WORK INSTRUCTIONS: How many of the lines below contain the string "sleeve"? Case counts. Reply with the number only.

DATA:
◆ ◆ ◆ ◆ ◆ ◆ ◆
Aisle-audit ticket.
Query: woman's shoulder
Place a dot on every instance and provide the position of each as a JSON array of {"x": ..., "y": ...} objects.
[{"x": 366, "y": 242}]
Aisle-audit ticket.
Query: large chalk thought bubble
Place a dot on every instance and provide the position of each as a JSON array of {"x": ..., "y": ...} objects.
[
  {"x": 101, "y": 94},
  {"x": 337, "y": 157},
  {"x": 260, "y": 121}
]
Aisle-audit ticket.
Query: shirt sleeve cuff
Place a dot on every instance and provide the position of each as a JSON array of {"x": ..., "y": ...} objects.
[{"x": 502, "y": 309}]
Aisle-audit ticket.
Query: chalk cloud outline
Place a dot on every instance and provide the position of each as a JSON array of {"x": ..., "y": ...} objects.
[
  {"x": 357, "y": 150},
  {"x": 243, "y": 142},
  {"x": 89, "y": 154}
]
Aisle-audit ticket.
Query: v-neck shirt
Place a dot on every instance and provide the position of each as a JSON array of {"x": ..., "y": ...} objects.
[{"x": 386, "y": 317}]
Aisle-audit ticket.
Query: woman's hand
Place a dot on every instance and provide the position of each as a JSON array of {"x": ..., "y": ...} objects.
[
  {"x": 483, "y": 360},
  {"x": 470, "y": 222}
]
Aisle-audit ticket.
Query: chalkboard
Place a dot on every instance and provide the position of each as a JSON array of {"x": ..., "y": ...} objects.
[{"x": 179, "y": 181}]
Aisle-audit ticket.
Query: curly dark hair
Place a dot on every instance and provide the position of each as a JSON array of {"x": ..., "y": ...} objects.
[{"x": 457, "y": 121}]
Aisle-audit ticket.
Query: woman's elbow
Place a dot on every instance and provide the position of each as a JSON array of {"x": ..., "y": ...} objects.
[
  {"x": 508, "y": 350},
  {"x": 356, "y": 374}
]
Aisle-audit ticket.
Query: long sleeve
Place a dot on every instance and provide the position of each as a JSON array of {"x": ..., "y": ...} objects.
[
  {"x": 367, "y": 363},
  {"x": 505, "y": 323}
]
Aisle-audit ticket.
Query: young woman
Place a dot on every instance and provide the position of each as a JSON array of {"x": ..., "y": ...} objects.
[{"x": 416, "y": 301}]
◆ ◆ ◆ ◆ ◆ ◆ ◆
COMPLETE OUTPUT: 2